> [Work required] Extract the line that contains "TARGET = tractor front wheel" and every line after it through the end of the records below, exactly as written, leaving out any pictures.

> [Dataset rows]

┌──

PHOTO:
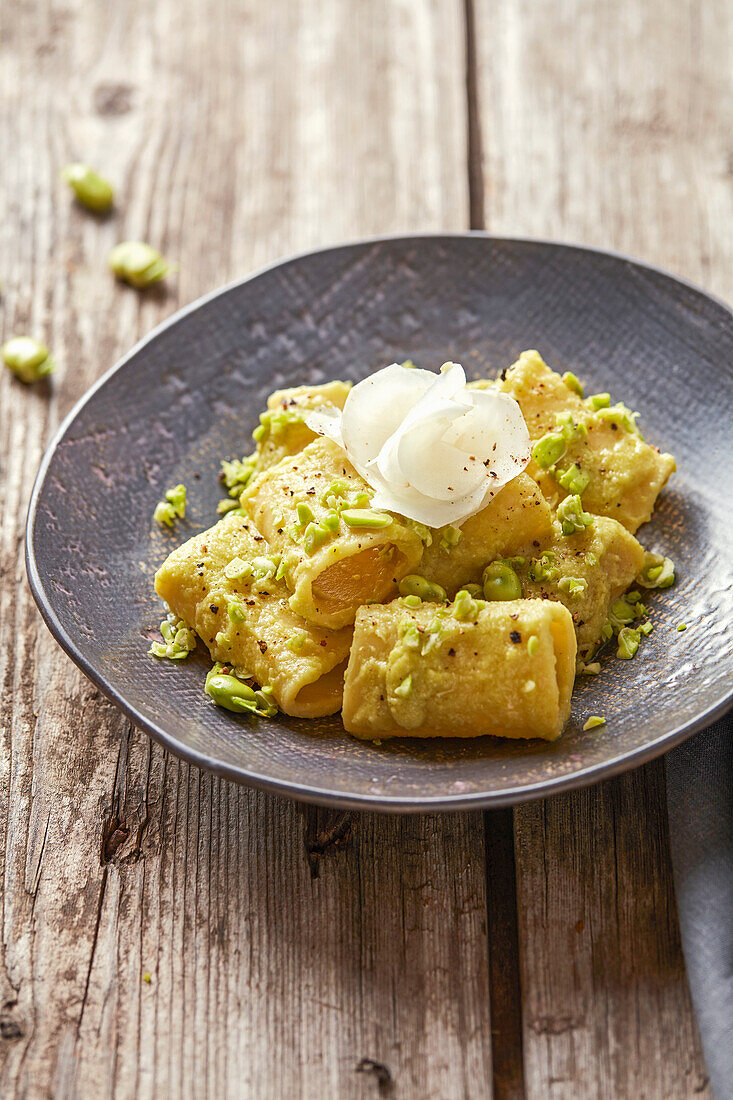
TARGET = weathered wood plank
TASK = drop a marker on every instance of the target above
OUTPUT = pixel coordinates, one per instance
(237, 132)
(608, 124)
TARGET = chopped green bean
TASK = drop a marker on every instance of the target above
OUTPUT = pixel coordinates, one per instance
(90, 189)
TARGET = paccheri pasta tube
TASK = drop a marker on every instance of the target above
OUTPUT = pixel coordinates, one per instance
(517, 515)
(222, 584)
(586, 446)
(504, 669)
(587, 571)
(282, 429)
(337, 552)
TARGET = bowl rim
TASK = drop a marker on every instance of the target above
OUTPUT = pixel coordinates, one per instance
(319, 795)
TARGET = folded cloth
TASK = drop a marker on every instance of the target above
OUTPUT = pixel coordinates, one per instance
(700, 803)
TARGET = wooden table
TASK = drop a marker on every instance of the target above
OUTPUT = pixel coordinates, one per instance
(165, 933)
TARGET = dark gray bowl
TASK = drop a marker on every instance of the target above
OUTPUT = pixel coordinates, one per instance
(190, 394)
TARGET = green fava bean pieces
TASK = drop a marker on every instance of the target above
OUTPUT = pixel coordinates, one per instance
(365, 517)
(501, 582)
(416, 585)
(28, 359)
(229, 692)
(91, 189)
(549, 449)
(138, 264)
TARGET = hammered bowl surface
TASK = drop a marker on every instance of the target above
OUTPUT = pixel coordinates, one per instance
(190, 394)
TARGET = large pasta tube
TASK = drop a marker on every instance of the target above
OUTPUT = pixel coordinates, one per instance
(586, 571)
(419, 672)
(331, 571)
(623, 474)
(517, 515)
(245, 620)
(283, 430)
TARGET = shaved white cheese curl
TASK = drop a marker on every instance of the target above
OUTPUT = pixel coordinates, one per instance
(431, 449)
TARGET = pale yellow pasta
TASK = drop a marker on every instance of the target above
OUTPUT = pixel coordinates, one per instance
(351, 565)
(588, 571)
(624, 473)
(509, 672)
(516, 515)
(304, 664)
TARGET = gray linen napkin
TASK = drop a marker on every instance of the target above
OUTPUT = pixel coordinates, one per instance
(700, 803)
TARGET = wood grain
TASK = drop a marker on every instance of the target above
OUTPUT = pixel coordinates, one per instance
(608, 124)
(236, 132)
(166, 933)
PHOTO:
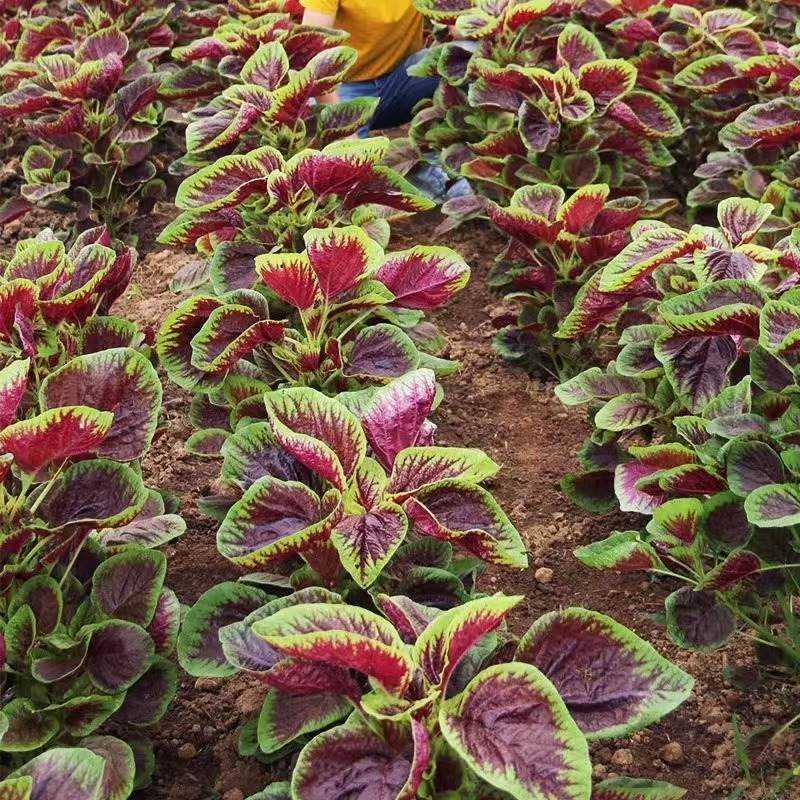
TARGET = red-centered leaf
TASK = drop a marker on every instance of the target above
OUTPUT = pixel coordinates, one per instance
(17, 301)
(229, 334)
(646, 114)
(606, 81)
(381, 351)
(199, 649)
(535, 751)
(55, 435)
(449, 637)
(408, 617)
(267, 67)
(593, 307)
(677, 521)
(367, 541)
(634, 687)
(536, 129)
(121, 381)
(736, 568)
(290, 276)
(741, 218)
(311, 677)
(715, 74)
(13, 383)
(780, 327)
(340, 635)
(351, 762)
(623, 551)
(318, 431)
(469, 517)
(330, 67)
(423, 277)
(524, 225)
(246, 651)
(581, 209)
(416, 467)
(697, 366)
(577, 46)
(648, 251)
(647, 461)
(341, 257)
(285, 717)
(275, 519)
(189, 83)
(725, 307)
(173, 344)
(774, 506)
(396, 415)
(226, 182)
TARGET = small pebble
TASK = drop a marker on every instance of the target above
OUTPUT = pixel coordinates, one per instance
(622, 758)
(672, 753)
(207, 684)
(543, 575)
(186, 752)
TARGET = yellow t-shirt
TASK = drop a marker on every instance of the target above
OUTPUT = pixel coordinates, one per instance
(383, 31)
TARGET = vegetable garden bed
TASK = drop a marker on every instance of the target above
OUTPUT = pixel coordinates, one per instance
(280, 521)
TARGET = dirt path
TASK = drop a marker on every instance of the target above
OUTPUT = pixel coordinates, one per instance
(520, 424)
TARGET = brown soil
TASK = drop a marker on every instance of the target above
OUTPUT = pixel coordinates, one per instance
(519, 422)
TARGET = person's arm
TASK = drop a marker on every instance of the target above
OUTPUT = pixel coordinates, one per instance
(322, 14)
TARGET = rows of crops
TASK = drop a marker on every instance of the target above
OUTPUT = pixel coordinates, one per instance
(640, 160)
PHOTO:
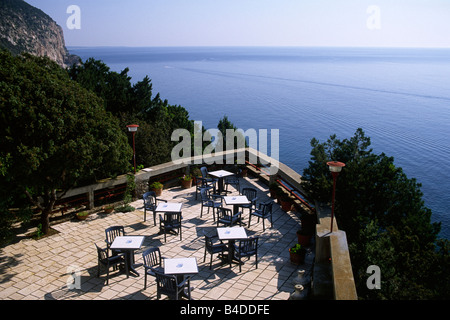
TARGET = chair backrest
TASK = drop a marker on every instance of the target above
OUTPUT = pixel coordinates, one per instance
(149, 198)
(248, 246)
(204, 171)
(266, 207)
(113, 232)
(172, 218)
(152, 257)
(166, 284)
(250, 193)
(224, 212)
(101, 253)
(208, 242)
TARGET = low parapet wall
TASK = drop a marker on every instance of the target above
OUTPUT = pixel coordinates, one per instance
(333, 276)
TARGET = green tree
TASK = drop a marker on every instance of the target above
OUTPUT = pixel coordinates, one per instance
(135, 103)
(55, 133)
(384, 216)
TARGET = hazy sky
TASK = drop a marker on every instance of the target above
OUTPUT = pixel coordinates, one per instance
(389, 23)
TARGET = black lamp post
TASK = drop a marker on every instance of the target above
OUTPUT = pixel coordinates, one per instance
(133, 129)
(335, 167)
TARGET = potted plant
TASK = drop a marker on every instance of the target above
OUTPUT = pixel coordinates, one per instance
(108, 209)
(82, 215)
(186, 181)
(297, 254)
(286, 202)
(157, 187)
(303, 237)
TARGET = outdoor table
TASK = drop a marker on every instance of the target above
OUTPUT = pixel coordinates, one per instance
(236, 201)
(231, 234)
(169, 207)
(220, 174)
(180, 267)
(128, 244)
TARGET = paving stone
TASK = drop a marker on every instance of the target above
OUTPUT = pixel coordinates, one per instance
(41, 269)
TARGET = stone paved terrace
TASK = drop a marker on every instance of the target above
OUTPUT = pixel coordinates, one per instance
(39, 269)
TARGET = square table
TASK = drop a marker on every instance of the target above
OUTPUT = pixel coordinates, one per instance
(236, 201)
(128, 244)
(220, 174)
(180, 266)
(169, 207)
(231, 234)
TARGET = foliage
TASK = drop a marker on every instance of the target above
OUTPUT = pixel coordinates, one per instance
(134, 103)
(297, 248)
(156, 185)
(56, 134)
(186, 177)
(384, 216)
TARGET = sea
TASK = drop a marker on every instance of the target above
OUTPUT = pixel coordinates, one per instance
(400, 97)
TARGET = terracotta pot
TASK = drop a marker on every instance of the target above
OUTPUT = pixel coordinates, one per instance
(303, 239)
(297, 258)
(108, 209)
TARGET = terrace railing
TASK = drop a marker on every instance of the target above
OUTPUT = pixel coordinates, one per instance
(331, 251)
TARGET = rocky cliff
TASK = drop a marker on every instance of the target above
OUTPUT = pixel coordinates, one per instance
(24, 28)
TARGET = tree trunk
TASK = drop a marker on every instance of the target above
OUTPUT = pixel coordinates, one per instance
(45, 220)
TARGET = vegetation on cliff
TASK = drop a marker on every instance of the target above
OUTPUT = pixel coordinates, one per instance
(385, 219)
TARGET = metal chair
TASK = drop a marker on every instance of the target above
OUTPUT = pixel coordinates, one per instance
(234, 181)
(226, 217)
(111, 234)
(246, 248)
(212, 248)
(169, 286)
(170, 222)
(250, 193)
(152, 263)
(264, 211)
(210, 181)
(210, 201)
(105, 260)
(150, 204)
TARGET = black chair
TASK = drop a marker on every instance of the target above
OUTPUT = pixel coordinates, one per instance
(226, 217)
(234, 181)
(170, 223)
(111, 234)
(209, 180)
(250, 193)
(209, 200)
(200, 184)
(152, 263)
(246, 248)
(150, 204)
(169, 286)
(105, 260)
(212, 248)
(264, 211)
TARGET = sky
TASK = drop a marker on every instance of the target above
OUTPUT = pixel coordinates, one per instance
(354, 23)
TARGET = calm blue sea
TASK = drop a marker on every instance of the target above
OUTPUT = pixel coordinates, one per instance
(400, 97)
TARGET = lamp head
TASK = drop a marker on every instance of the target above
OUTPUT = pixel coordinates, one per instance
(335, 166)
(132, 127)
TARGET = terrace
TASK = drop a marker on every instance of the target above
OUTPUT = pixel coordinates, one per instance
(41, 270)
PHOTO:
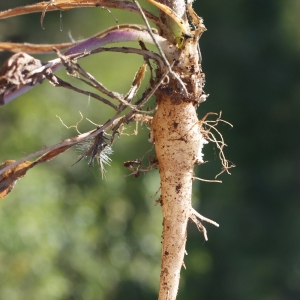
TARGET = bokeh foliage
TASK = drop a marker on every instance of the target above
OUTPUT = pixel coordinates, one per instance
(68, 234)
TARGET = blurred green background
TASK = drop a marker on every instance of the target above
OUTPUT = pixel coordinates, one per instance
(67, 234)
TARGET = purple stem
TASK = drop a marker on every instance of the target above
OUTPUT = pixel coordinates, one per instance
(124, 35)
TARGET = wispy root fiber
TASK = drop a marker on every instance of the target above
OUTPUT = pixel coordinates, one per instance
(209, 131)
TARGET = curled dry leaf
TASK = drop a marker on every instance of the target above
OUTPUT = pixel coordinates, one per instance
(16, 71)
(9, 178)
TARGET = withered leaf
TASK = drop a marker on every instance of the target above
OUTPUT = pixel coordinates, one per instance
(9, 178)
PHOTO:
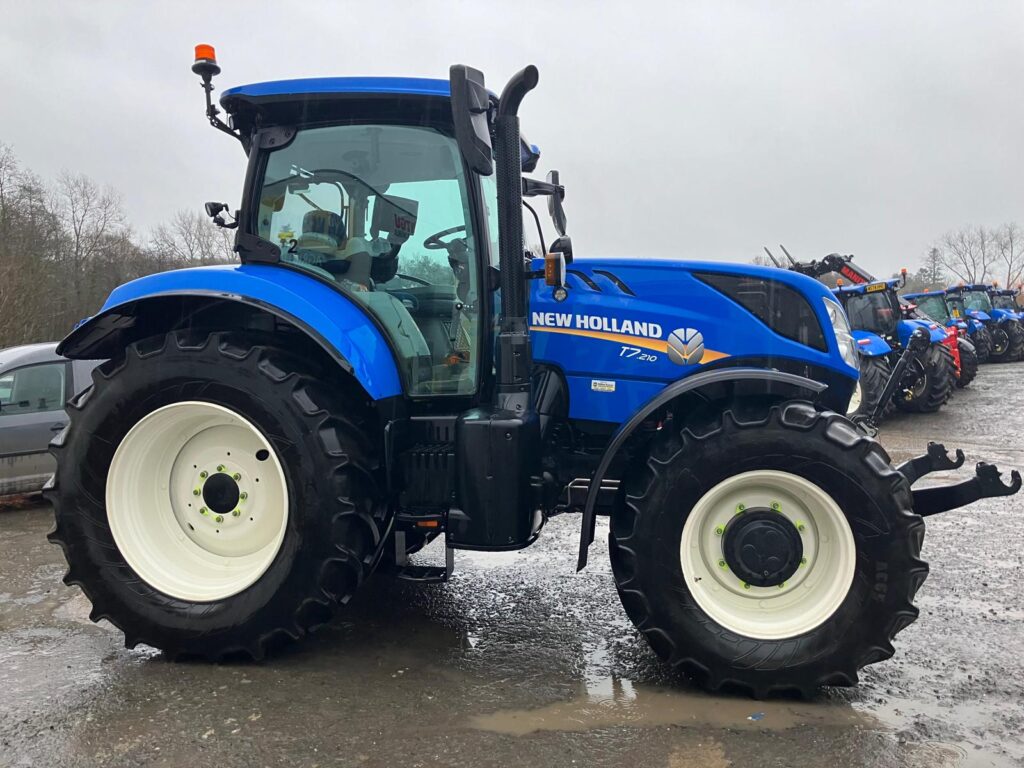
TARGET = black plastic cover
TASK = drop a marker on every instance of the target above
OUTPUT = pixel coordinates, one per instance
(498, 465)
(783, 309)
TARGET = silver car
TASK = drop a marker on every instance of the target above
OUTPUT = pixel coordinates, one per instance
(35, 383)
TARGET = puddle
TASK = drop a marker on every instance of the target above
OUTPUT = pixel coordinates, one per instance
(609, 700)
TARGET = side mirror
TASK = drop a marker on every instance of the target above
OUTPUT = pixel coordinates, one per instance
(563, 245)
(555, 204)
(470, 103)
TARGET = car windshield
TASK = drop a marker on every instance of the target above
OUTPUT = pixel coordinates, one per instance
(978, 300)
(383, 213)
(933, 306)
(872, 311)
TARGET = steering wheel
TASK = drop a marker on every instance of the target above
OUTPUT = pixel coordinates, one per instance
(434, 242)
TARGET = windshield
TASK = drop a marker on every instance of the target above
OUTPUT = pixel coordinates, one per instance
(872, 311)
(933, 306)
(978, 300)
(382, 212)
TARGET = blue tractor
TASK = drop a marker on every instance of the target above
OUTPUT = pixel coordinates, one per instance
(386, 366)
(1004, 327)
(977, 323)
(934, 306)
(918, 378)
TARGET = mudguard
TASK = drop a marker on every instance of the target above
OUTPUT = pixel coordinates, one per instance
(798, 384)
(337, 323)
(870, 345)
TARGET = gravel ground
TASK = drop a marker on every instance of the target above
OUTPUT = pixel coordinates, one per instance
(521, 660)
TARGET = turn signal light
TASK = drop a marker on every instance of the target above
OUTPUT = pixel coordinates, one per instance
(206, 52)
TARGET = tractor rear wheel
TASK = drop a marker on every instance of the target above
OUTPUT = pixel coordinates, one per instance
(969, 363)
(768, 549)
(982, 340)
(875, 374)
(214, 497)
(934, 385)
(1003, 343)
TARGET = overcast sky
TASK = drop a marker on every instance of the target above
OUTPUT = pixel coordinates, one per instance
(682, 129)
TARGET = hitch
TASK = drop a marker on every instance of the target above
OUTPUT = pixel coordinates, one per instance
(985, 484)
(936, 460)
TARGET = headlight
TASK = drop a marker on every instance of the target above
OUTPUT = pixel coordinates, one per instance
(841, 326)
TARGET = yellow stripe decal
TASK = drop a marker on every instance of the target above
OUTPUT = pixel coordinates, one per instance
(657, 345)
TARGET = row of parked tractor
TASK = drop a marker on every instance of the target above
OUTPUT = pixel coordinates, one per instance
(918, 348)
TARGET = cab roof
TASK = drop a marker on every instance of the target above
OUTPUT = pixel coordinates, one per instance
(275, 90)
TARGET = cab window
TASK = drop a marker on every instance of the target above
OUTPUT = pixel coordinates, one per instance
(33, 389)
(382, 211)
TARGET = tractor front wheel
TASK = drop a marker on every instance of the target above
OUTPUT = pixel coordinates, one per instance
(969, 363)
(875, 373)
(768, 549)
(214, 496)
(934, 383)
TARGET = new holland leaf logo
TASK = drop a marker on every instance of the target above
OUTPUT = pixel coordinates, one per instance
(686, 346)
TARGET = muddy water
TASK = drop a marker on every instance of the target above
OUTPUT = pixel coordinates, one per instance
(520, 660)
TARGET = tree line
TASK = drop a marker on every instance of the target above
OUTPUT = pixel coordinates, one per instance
(66, 245)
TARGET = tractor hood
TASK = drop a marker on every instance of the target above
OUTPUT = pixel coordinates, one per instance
(656, 321)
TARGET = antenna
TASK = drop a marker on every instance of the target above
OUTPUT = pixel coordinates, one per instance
(773, 259)
(792, 260)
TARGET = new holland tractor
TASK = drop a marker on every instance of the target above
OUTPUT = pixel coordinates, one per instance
(933, 305)
(915, 377)
(1005, 329)
(386, 366)
(977, 331)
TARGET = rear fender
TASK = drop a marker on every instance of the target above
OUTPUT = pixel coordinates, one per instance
(776, 381)
(337, 324)
(870, 345)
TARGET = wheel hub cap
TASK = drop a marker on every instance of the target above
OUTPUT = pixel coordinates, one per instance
(762, 547)
(221, 493)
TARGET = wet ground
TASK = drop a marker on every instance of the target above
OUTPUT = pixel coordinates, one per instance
(520, 660)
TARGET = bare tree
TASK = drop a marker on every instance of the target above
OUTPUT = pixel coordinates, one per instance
(1010, 247)
(190, 239)
(969, 253)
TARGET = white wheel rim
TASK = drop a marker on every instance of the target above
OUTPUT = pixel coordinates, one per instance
(855, 398)
(158, 501)
(805, 600)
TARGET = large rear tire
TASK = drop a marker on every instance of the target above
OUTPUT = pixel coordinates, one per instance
(935, 384)
(969, 363)
(214, 496)
(783, 468)
(982, 340)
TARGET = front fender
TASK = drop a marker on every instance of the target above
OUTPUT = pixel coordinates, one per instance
(335, 322)
(870, 345)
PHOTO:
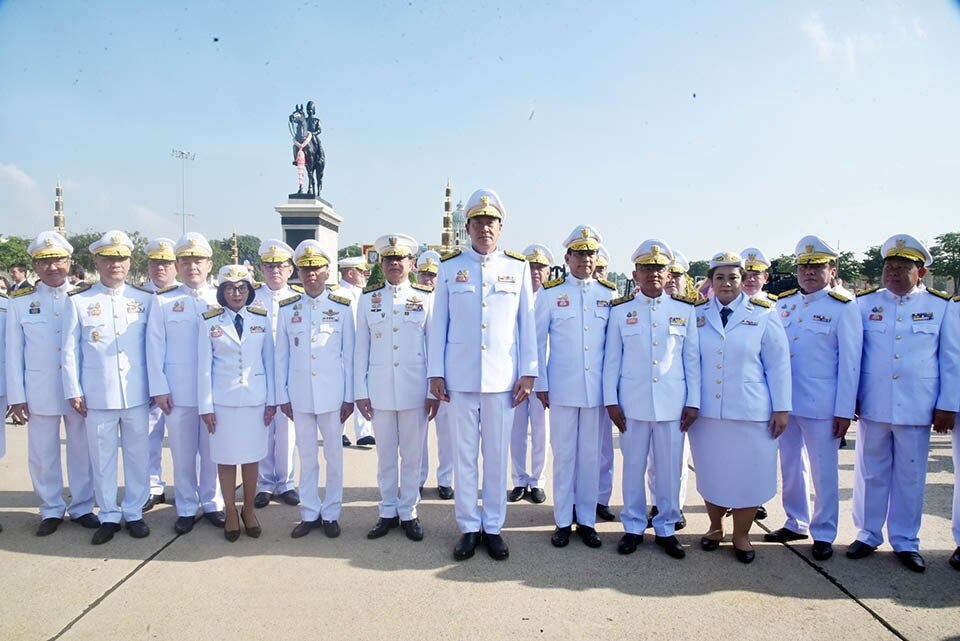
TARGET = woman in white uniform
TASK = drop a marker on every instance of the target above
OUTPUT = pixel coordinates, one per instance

└──

> [Response below]
TARGET = tractor front wheel
TASK = drop a marker on every instance of the target above
OUTPUT = pixel coordinates, one per instance
(969, 363)
(875, 373)
(768, 549)
(214, 496)
(934, 383)
TARGET = new holland leaf logo
TASK = drop a marker on every instance of the target above
OUTPUT = pixel coordinates, one per instance
(686, 346)
TARGET = muddy water
TASK = drop a marker on every instance of the target above
OUTPUT = pixel coordinates, one per instance
(520, 660)
TARGET = tree line
TASK = drop a marker on every instance of the target above
OUTPUT = pixel coordinates, one per instance
(66, 245)
TARGET = tractor hood
TASK = drop a marker on every instance of the target above
OUTPUT = pixel coordinates, one per instance
(656, 321)
TARGET = antenna
TASK = drop a marker on every instance of the target above
OUTPUT = pixel coordinates, one per instance
(773, 259)
(792, 260)
TARGET = new holland tractor
TASK = drop a marker on every instance of the target above
OUTPUT = pixel coordinates, one per instance
(933, 305)
(915, 377)
(1005, 329)
(386, 366)
(977, 331)
TARGET = rear fender
TASK = drop a marker on every instance of the target above
OUTPUT = pixel coordinates, one per instance
(776, 381)
(337, 324)
(870, 345)
TARGET = wheel hub cap
TASK = drop a marker on every instance of the target above
OUTPUT = pixel coordinates, one per instance
(762, 547)
(221, 493)
TARGET = wet ground
TASK = drop a marker on every instance of the target above
OUTPUT = pixel coordinates, one per instance
(520, 660)
TARGET = bare tree
TASK = drop a marker on every instance of the target above
OUTPUT = pixel coordinates, one per instance
(1010, 247)
(190, 239)
(969, 253)
TARGET = white wheel rim
TASK = drop a marker on every instance of the target above
OUTPUT = pixel coordinates, one per instance
(855, 398)
(158, 501)
(805, 600)
TARGET = large rear tire
TASK = drop a marker on every instance of the target above
OUTPUT = pixel coordinates, one per instance
(935, 384)
(969, 363)
(214, 496)
(783, 468)
(982, 340)
TARGET = front fender
TASK = drop a marker on every instance of the target above
OUTPUT = pixel coordinates, one per instance
(335, 322)
(870, 345)
PHOTO:
TARGET = woman in white uniform
TASK = drop a marker on every instance of the target above
OUTPUT = pixel coordinates, one per instance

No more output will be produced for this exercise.